▶ **What the task asks**
Output the records, every one, exactly as given.

▶ **Dataset extract**
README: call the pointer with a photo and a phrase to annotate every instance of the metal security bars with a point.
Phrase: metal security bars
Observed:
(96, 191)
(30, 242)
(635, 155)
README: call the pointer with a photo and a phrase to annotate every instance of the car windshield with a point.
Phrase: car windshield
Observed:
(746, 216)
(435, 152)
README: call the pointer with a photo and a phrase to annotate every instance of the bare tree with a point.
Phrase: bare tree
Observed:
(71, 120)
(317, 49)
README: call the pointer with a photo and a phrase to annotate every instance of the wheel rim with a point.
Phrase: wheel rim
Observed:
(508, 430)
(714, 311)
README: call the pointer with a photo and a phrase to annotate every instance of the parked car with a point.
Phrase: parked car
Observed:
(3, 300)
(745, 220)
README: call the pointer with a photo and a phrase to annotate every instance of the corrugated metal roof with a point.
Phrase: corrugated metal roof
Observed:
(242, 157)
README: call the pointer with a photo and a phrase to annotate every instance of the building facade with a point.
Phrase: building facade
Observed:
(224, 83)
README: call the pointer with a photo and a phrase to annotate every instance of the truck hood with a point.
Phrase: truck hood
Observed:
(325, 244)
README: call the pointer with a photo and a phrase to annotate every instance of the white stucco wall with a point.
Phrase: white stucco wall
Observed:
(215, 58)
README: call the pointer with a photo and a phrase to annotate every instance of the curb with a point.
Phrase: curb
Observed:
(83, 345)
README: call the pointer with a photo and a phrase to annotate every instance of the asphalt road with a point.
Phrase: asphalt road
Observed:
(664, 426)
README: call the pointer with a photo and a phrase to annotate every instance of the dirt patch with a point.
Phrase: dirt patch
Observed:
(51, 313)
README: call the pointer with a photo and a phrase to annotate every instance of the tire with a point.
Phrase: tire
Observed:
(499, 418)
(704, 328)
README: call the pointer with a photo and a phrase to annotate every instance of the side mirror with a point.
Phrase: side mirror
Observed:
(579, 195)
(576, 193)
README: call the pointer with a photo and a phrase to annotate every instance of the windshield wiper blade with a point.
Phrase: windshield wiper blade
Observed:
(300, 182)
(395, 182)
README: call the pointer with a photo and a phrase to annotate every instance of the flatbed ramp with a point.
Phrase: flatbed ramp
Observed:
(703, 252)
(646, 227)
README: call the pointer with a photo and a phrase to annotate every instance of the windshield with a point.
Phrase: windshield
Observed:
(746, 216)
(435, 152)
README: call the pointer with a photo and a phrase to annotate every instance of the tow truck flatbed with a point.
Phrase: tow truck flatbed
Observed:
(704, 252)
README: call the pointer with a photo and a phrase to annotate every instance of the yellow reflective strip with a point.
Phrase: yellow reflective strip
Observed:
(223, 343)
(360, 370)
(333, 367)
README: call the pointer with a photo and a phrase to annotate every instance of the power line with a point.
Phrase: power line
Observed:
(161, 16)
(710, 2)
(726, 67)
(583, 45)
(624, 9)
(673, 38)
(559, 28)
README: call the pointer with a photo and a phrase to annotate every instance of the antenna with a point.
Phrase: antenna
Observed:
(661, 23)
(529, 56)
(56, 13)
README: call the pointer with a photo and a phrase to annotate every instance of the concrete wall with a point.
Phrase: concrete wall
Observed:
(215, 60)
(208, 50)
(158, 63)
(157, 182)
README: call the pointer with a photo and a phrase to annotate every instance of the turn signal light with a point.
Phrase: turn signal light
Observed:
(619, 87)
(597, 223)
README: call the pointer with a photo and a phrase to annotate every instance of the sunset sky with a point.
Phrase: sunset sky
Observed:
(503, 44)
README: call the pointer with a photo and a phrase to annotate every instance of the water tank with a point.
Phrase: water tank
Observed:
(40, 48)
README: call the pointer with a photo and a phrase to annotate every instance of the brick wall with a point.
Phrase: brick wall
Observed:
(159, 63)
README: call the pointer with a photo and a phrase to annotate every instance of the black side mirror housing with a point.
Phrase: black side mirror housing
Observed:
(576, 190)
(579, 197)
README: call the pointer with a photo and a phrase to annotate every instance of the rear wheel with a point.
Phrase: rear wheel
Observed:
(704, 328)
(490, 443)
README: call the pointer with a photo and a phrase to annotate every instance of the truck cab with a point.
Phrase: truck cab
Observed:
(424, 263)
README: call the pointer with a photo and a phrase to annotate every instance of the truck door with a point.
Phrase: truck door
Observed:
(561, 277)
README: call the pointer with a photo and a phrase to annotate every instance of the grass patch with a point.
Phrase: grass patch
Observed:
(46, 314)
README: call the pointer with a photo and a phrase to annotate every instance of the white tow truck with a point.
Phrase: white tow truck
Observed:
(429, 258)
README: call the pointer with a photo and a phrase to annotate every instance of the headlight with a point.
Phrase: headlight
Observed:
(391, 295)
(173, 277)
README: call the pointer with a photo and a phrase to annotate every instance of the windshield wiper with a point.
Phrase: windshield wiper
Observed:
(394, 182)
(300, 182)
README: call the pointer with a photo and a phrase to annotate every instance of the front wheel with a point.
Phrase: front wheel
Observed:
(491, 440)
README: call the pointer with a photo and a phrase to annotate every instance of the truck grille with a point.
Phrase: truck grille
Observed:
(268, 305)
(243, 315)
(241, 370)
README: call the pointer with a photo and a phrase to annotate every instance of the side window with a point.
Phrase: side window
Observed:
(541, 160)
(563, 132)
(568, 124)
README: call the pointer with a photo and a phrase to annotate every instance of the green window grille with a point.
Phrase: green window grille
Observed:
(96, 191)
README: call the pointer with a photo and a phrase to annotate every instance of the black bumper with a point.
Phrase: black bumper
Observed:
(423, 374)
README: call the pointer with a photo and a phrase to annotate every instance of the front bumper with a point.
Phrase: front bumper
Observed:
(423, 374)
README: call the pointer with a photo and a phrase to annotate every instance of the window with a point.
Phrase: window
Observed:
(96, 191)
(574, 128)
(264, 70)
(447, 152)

▶ **Written response**
README: call the pointer with a photo and a phrase to annotate every instance of the metal security bars with a point.
Phrase: metal security bars
Observed:
(96, 191)
(30, 242)
(635, 155)
README: call the pointer with a photo and a phrase to annotate every instance of the car windshield with a point.
Phrase: car windshield
Observed:
(746, 216)
(435, 152)
README: call the pointer with a photo and a phrase to annotate every instance of the bare tree with a point.
Phrase: bare tree
Observed:
(71, 120)
(317, 49)
README: call the pointer with a photo and a phrase to annotate every instance of the wheel rim with a point.
Phrase: wheel rim
Observed:
(508, 430)
(714, 311)
README: call the pointer with a photo and a phrase to annotate every instance of the parked car with a point.
Phrase: parked car
Observed:
(3, 300)
(745, 220)
README: call the pointer with a photo and a phrase to annotate every instance of the corrugated metal roof with a point.
Phrase: corrugated metal roof
Observed:
(242, 157)
README: call the pointer with a photo and a phrase to annotate every instance of the building facade with a point.
Phrase: building facade
Observed:
(224, 83)
README: call the pointer with a photo and a phrase to annotate every instance of the truck hood with a point.
Phrase: truck hood
Observed:
(325, 244)
README: call the pointer with a photo and a phrase to annotate every instance of the white stucco wall with a point.
Phrase: white stucco wall
Observed:
(215, 58)
README: call the pointer with a photo and a phrase to annotate every instance of the curb with a point.
Phrase: curb
Observed:
(83, 345)
README: call the pointer with a photo and a phrase to annotate every instance of the asphalt road with a point.
Phrase: asphalt road
Observed:
(664, 426)
README: call the pointer with a photo and a phrase to annotate every instance of the dirt patch with a point.
Phrase: dirt patch
Observed:
(51, 313)
README: call the pointer with a photo and a phrase to annotate every instance of the tire with a point.
Phrase: tire
Observed:
(499, 418)
(704, 328)
README: call the pointer with a photo and a phrase to annotate every instance of the side mirror with a point.
Phrase: side mirror
Observed:
(579, 195)
(576, 193)
README: call the pointer with a photo and a phrase to annotate every instance of the windshield wiper blade with a point.
Phrase: windshield wiper blade
Observed:
(300, 182)
(395, 182)
README: call the pointer with a photo and a phrase to annotate every instance of the flatbed ramp with a point.
Phrase: flatbed ramp
Observed:
(703, 252)
(646, 227)
README: call the pointer with a photo and a phrase to annotate every instance of the windshield with a point.
Phrase: windshield
Observed:
(746, 216)
(435, 152)
README: call the pointer with a photo and a phrase to annotate every instance of the tow truck flatbed with a point.
Phrase: tow truck flatbed
Observed:
(704, 252)
README: call the pointer with a photo and a phrase to annotate every instance of the yellow reflective strip with a point.
Phrase: yellow reflective strip
Observed:
(223, 343)
(360, 370)
(333, 367)
README: call the pointer with a photo and a phrase to annotate every instance of the power line with a point.
Phrase: power line
Observed:
(161, 16)
(710, 2)
(726, 67)
(583, 45)
(624, 9)
(673, 38)
(559, 28)
README: call the pointer with a photo and a phrase to annotate every instance of the antenna with a point.
Phrase: antenna
Observed:
(661, 23)
(529, 56)
(56, 13)
README: call the pointer with a photo and a phrase to annotate every instance of the concrete wall with a point.
Phrase: concrete wall
Observed:
(215, 60)
(208, 50)
(158, 63)
(157, 182)
README: call the pointer with a photo and a phrase to annotate every instance of the turn signal light with a point.
Phrase: turn signal light
Observed:
(619, 87)
(597, 223)
README: call the pointer with a photo and a phrase to annotate every instance of the sunset sky with a point.
Phrase: sunset sky
Observed:
(503, 44)
README: call the pointer with a photo and a phrase to annotate every instance of the water tank with a point.
Phrase: water tank
Observed:
(40, 48)
README: call the pointer with a photo and a phrase to annotate every instance of the brick wall with a point.
Phrase: brick wall
Observed:
(159, 63)
README: call the pointer with a photo and a phrase to annotate every instance of the black side mirror housing with a point.
Phrase: black side mirror housing
Observed:
(576, 190)
(579, 197)
README: call the pointer with a photo and a phrase to annotate every instance of the rear wheel with a point.
Phrase: rear wheel
Observed:
(704, 328)
(490, 443)
README: call the pointer with a photo and a phrase to annotate every instance of the truck cab with a point.
Phrase: truck cab
Observed:
(424, 263)
README: call the pointer with a photo and a phrase to annotate every instance of the truck door with a point.
Phrase: truck door
Observed:
(561, 277)
README: call the pointer with a photo and a phrase to annotate every instance of the grass patch with a point.
Phrase: grass patch
Observed:
(46, 314)
README: call the pointer with a photo and a phrase to annotate every instance of the white tow truck with a point.
Phrase: white tow truck
Observed:
(429, 258)
README: call the pointer with a photo and a phrase to annotate every instance of the headlight with a point.
Phrase: headlight
Observed:
(391, 295)
(173, 277)
README: call the pointer with a photo and a phrase to annotate every instance of the windshield wiper with a point.
Phrase: windshield wiper
Observed:
(394, 182)
(300, 182)
README: call the pointer with a photo and a phrase to annotate every instance of the front wheel with a point.
Phrase: front wheel
Observed:
(491, 440)
README: call the pointer with a photo and a phrase to annotate every instance of the truck grille with a point.
Phrase: truck grille
Observed:
(268, 305)
(243, 315)
(241, 370)
README: call the pointer with a photo and a phrase to annotate every instance of the side window with a point.
Phrase: side window
Observed:
(541, 160)
(563, 132)
(568, 124)
README: call the pointer with a photo and a phrase to annotate every instance of the green window grille with a point.
Phrase: green window grille
Observed:
(96, 191)
README: call the pointer with a photo and a phrase to annotate every instance of the black bumper with a point.
Phrase: black bumper
Observed:
(423, 374)
README: call the pointer with a photo and a phrase to annotate every instance of the front bumper with a point.
Phrase: front bumper
Observed:
(423, 374)
README: call the pointer with a photo and a phrase to annotate every instance of the window with a point.
Phrase: window
Observed:
(96, 191)
(574, 128)
(264, 70)
(447, 152)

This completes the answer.